• Ausgangstext
········

Achim`s Story

Es war 1976 auf einer Fete in Steenfelde, ein kleines Dorf in Ostfriesland zwischen Leer und Papenburg. Die Fete fand in einem ausrangiertem Reisebus aus den fünfziger Jahren statt, den einer meiner Freunde auf dem landwirtschaftlichen Grundstück seiner Eltern stehen und zum "Fetenbus" umgebaut hatte. Ich war schon damals Bassist und war ein großer Fan des Rickenbacker-Bass, dessen Sound ich sehr mochte.

Mein Freund war ebenfalls Musiker und meinte an diesem Abend irgendwann zu mir:" Hast Du schon einmal etwas von GROBSCHNITT gehört?" Ich verneinte, da ich mir im Bezug auf den Rickenbacker-Sound bis dahin immer LP`s von "Yes" oder "Renaissance" besorgt hatte. Die deutschen Gruppen waren mir bis dahin nicht völlig unbekannt ("Jane", "Epitaph", "Birth Control", "Frumpy" waren schon ein Begriff aber in den damaligen Tourneeplänen war Ostfriesland seltener zu finden...). Jedenfalls legte er an diesem Abend die damals gerade erschienene LP "Jumbo" auf den Plattenteller... Was ich dann hörte, faszinierte mich sofort und das lag nicht nur an dem perfekten Rickenbacker-Sound. Da war auch noch etwas anderes, etwas daß ich noch nie zuvor von einer deutschen Band so gehört hatte. Erstklassige Kompositionen und ich merkte der Band die unkomplizierte Spielfreude sofort an. Außerdem fand ich die Bemerkung von Lupo ("Oh....Scheiße!") dermaßen witzig, daß ich sofort wußte, diese Band muß etwas ganz besonderes sein. Da ich schon damals ein Riesenfan von Rory Gallagher war, hatte mich die Gitarrenarbeit von Lupo nicht unbedingt so sehr fasziniert, diese Meinung hat sich auch bis heute nicht verändert (abgesehen von den Stücken mit der akustischen Gitarre, die wirklich sehr gefühlvoll gespielt wurden...).

········

• Datenauszug

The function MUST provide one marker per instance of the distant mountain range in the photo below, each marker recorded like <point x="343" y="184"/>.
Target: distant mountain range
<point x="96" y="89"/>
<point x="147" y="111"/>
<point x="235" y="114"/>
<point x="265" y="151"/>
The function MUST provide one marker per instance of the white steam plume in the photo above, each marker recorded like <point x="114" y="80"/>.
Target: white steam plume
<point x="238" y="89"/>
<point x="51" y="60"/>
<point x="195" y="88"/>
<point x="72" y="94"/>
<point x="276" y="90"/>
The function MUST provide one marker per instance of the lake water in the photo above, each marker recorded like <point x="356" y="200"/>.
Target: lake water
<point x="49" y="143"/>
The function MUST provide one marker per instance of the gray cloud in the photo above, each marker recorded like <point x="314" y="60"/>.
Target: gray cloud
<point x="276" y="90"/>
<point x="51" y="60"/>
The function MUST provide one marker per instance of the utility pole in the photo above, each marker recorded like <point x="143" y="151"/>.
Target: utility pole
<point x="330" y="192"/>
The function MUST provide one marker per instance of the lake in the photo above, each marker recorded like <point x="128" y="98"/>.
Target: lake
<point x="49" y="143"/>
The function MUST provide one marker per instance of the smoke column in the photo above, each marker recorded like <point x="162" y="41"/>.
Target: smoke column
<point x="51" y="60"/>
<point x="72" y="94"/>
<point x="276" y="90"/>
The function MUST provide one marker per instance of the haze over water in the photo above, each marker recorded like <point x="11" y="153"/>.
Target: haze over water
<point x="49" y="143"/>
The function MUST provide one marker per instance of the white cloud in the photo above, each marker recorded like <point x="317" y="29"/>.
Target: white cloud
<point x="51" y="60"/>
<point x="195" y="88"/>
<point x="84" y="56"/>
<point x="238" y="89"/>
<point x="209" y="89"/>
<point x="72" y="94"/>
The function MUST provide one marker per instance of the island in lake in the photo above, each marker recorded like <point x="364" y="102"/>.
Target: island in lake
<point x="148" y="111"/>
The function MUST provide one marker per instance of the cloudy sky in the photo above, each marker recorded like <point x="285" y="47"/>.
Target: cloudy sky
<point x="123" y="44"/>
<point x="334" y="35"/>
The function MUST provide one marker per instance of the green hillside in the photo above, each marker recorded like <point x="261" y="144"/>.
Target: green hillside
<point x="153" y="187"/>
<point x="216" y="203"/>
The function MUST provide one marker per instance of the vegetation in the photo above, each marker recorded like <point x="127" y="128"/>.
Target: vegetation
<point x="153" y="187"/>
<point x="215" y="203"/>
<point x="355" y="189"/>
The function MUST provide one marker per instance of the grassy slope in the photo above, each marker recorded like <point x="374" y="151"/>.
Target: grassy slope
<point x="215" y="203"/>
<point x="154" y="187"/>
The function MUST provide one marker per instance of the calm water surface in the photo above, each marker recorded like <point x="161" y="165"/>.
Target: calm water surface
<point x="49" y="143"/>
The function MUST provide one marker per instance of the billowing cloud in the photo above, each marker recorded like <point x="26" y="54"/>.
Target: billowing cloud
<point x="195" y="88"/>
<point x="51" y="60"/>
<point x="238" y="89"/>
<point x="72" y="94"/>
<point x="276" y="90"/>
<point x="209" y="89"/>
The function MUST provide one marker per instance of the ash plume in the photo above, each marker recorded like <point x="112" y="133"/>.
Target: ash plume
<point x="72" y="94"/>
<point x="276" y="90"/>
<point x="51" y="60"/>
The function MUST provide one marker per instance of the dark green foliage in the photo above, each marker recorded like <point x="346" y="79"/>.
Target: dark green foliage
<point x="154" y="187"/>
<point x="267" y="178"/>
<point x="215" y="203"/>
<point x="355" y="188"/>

········

• Aufgabenbeschreibung
Schreib aus dem Ausgangstext den Teil von „Es war 1976“ bis „ich sehr mochte.“ Wort für Wort ab.

• Antwort zur Aufgabe
Es war 1976 auf einer Fete in Steenfelde, ein kleines Dorf in Ostfriesland zwischen Leer und Papenburg. Die Fete fand in einem ausrangiertem Reisebus aus den fünfziger Jahren statt, den einer meiner Freunde auf dem landwirtschaftlichen Grundstück seiner Eltern stehen und zum "Fetenbus" umgebaut hatte. Ich war schon damals Bassist und war ein großer Fan des Rickenbacker-Bass, dessen Sound ich sehr mochte.